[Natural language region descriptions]
────────────────
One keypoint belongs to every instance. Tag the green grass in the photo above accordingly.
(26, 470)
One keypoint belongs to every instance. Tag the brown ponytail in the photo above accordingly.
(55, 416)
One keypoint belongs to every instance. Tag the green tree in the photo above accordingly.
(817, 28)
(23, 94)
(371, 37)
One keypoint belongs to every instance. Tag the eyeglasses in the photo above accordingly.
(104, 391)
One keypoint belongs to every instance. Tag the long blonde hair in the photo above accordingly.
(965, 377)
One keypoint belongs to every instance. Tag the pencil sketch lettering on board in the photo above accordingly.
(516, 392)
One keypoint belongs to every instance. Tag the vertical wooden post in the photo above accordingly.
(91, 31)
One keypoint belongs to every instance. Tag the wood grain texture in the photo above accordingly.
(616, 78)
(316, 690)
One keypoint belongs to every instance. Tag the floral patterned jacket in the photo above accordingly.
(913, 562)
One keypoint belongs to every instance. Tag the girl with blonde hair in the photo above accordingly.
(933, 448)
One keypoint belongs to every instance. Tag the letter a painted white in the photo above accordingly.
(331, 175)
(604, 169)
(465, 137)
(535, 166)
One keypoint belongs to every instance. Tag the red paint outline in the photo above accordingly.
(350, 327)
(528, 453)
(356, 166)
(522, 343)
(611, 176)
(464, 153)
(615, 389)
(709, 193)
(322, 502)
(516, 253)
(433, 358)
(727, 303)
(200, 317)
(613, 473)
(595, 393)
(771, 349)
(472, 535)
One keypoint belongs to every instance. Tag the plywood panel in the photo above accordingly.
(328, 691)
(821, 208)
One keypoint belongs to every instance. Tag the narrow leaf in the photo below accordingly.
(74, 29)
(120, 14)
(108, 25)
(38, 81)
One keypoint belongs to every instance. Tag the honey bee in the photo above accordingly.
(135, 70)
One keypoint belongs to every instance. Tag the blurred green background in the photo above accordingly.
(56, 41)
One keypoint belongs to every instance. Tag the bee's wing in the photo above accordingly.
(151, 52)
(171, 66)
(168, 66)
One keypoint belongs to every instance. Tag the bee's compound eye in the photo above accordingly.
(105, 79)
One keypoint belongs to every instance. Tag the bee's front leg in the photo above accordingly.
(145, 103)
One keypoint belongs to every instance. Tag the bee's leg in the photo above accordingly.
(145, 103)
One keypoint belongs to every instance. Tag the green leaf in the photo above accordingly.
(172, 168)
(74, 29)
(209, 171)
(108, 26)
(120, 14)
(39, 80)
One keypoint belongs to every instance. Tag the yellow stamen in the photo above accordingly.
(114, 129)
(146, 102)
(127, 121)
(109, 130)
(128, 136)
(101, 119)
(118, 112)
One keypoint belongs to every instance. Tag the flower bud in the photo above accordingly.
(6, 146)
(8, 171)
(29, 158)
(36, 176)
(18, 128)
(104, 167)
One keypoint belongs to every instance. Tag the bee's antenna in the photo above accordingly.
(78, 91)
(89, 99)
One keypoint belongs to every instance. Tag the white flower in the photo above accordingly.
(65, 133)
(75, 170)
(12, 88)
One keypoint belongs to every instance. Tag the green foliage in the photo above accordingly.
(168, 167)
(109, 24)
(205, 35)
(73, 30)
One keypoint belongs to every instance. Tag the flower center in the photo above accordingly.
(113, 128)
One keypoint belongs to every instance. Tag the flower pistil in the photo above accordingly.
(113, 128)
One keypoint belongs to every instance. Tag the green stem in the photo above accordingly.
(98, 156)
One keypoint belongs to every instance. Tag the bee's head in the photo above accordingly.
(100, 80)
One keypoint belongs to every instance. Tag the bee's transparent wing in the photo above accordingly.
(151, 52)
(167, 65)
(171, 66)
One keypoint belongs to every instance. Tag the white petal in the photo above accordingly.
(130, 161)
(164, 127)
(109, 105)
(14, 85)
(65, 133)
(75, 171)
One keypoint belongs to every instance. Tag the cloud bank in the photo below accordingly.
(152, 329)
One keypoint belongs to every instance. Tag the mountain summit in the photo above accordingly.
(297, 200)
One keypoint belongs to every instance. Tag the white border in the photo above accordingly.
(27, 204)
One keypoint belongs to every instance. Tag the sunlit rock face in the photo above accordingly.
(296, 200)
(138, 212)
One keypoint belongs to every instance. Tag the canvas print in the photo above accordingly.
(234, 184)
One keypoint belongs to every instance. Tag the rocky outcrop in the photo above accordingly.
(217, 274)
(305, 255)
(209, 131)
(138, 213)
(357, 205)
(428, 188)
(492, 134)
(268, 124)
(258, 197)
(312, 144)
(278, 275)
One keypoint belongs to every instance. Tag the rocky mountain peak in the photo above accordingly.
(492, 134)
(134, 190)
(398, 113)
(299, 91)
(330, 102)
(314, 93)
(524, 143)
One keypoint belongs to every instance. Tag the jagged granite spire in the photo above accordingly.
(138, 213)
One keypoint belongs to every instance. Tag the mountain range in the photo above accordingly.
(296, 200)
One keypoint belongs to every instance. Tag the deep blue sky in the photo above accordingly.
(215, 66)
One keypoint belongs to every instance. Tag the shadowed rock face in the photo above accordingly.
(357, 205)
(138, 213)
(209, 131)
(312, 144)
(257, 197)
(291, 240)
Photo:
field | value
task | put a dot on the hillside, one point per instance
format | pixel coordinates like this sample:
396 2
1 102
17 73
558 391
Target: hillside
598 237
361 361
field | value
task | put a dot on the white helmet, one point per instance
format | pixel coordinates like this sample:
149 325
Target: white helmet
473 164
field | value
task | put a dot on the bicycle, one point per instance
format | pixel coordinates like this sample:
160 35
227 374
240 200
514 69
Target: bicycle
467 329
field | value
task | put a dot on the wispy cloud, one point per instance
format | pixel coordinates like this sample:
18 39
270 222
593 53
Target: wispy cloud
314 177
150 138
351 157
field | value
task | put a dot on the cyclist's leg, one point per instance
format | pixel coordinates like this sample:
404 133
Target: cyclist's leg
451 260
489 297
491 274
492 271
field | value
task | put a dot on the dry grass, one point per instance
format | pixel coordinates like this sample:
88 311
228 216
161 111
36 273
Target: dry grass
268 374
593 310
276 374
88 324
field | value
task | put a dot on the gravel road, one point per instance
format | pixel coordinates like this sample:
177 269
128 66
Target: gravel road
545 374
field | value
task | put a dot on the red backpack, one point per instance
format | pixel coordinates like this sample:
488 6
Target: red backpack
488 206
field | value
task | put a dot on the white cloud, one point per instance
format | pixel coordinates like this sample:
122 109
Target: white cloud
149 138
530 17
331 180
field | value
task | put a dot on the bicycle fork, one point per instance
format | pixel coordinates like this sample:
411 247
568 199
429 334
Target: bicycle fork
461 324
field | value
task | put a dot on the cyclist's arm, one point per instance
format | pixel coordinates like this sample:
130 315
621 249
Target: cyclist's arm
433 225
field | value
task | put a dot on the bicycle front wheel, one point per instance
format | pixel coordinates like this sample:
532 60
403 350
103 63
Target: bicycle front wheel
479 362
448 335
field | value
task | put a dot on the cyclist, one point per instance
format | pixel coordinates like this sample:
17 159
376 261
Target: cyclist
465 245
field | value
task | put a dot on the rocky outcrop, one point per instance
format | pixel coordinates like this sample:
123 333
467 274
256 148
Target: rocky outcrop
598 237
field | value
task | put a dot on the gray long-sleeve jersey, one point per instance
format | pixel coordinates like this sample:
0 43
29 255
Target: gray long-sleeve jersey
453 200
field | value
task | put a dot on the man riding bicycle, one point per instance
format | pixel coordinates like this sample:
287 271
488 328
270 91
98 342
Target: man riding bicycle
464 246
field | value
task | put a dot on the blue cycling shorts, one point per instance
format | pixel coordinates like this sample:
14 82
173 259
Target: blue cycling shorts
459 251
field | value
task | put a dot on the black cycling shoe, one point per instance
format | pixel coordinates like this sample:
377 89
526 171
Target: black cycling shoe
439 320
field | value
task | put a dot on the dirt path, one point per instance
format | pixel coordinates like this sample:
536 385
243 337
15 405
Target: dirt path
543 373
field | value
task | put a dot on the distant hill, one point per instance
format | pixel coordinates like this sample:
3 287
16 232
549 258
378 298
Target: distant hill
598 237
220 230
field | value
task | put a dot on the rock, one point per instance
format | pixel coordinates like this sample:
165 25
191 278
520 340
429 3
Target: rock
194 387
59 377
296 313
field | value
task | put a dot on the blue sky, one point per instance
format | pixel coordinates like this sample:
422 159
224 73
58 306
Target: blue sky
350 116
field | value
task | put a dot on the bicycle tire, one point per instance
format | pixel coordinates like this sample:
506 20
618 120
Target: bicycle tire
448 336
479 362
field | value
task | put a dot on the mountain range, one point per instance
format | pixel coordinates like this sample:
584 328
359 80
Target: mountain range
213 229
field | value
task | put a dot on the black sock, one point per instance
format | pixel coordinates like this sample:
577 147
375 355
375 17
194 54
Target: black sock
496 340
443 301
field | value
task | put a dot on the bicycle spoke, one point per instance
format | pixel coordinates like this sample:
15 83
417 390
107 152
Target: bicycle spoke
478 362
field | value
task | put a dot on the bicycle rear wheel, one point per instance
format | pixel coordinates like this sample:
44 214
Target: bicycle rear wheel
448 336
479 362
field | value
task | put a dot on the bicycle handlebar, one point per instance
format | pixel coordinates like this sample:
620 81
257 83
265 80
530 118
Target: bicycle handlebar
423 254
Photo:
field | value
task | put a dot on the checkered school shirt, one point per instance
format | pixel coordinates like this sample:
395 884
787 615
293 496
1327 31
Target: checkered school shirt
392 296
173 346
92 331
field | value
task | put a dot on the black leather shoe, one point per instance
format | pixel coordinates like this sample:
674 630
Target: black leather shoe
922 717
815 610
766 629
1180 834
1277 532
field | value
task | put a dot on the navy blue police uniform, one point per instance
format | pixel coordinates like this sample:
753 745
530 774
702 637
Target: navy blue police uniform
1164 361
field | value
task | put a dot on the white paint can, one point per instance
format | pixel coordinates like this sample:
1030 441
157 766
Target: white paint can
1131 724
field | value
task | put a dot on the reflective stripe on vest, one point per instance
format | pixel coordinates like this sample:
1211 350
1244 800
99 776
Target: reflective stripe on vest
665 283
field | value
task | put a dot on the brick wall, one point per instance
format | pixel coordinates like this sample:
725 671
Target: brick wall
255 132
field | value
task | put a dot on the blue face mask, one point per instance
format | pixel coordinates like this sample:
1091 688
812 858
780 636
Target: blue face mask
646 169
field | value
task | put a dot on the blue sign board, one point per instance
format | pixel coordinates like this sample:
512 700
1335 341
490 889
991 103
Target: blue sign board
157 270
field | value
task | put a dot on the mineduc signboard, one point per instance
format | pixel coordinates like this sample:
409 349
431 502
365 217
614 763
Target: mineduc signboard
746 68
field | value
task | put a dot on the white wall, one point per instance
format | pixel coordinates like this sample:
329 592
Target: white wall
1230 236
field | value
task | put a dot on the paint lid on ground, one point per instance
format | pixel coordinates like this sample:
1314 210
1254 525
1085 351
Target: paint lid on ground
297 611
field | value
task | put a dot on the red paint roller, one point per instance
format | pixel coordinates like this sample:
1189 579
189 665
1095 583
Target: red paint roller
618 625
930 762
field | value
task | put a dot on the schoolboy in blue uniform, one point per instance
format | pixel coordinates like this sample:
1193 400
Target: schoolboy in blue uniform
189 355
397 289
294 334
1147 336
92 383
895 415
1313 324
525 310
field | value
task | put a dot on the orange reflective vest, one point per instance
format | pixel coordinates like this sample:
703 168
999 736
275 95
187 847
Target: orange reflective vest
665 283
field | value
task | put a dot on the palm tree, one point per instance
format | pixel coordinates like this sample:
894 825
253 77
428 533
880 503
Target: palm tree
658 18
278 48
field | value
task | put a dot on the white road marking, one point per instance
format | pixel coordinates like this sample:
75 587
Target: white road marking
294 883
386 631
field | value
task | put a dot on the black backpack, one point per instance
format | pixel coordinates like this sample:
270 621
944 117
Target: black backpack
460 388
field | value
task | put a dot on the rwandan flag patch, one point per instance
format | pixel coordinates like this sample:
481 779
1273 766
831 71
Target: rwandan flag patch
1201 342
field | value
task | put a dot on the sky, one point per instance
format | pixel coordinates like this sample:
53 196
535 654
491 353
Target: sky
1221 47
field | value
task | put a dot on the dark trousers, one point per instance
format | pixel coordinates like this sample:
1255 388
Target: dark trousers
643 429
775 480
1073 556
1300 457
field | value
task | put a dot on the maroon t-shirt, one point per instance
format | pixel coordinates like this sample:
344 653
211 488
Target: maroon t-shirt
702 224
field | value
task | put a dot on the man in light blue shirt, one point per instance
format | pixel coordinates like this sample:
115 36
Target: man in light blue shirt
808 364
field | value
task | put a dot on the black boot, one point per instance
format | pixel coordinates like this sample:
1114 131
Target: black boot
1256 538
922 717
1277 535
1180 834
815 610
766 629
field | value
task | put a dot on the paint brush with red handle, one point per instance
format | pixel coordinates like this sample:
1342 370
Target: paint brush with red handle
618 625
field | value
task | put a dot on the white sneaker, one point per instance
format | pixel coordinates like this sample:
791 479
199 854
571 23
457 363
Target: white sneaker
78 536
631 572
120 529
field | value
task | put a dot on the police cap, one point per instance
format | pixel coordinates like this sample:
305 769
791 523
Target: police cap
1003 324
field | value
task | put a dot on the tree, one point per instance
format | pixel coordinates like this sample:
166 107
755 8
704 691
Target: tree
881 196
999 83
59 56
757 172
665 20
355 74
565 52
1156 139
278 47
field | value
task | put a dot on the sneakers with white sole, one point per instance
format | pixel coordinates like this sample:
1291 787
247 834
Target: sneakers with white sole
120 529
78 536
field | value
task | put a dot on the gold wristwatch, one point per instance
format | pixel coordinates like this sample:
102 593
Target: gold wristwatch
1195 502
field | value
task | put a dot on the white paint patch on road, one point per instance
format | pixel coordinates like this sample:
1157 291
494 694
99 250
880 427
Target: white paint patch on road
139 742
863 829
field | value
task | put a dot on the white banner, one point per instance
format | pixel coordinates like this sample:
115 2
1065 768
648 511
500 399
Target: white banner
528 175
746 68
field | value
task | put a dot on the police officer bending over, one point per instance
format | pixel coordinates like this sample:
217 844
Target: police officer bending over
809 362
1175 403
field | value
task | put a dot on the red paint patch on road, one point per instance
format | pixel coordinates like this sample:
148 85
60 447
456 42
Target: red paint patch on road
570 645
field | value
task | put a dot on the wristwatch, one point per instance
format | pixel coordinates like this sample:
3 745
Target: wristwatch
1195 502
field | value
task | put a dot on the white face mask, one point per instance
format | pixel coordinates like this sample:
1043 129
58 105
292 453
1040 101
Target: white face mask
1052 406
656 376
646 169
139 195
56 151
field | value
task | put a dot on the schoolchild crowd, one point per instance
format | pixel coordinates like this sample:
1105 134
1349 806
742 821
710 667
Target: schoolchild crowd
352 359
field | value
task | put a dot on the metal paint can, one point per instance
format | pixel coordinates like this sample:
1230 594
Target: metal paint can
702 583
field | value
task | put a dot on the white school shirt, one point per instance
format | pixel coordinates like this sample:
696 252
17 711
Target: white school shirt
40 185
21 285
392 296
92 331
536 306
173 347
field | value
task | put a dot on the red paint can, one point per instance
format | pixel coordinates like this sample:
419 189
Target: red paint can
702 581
────────────────
What is expected: Please reproduce the lines from the line with "task | put a dot on the reflective" to the line with "task | put a dot on the blue sign", both ends included, exactly as they appear above.

Exercise result:
task | put a dot on the reflective stripe on vest, one point per instance
format | pixel coordinates like this sample:
1211 350
1244 800
99 776
Target: reflective stripe on vest
665 283
field | value
task | put a dot on the brick wall, one point per instance
format | pixel coordinates like this sample:
725 671
Target: brick wall
255 132
field | value
task | put a dot on the blue face mask, one point per instance
format | pixel coordinates like this sample:
1091 688
812 858
780 636
Target: blue face mask
646 169
field | value
task | put a dot on the blue sign board, one point per instance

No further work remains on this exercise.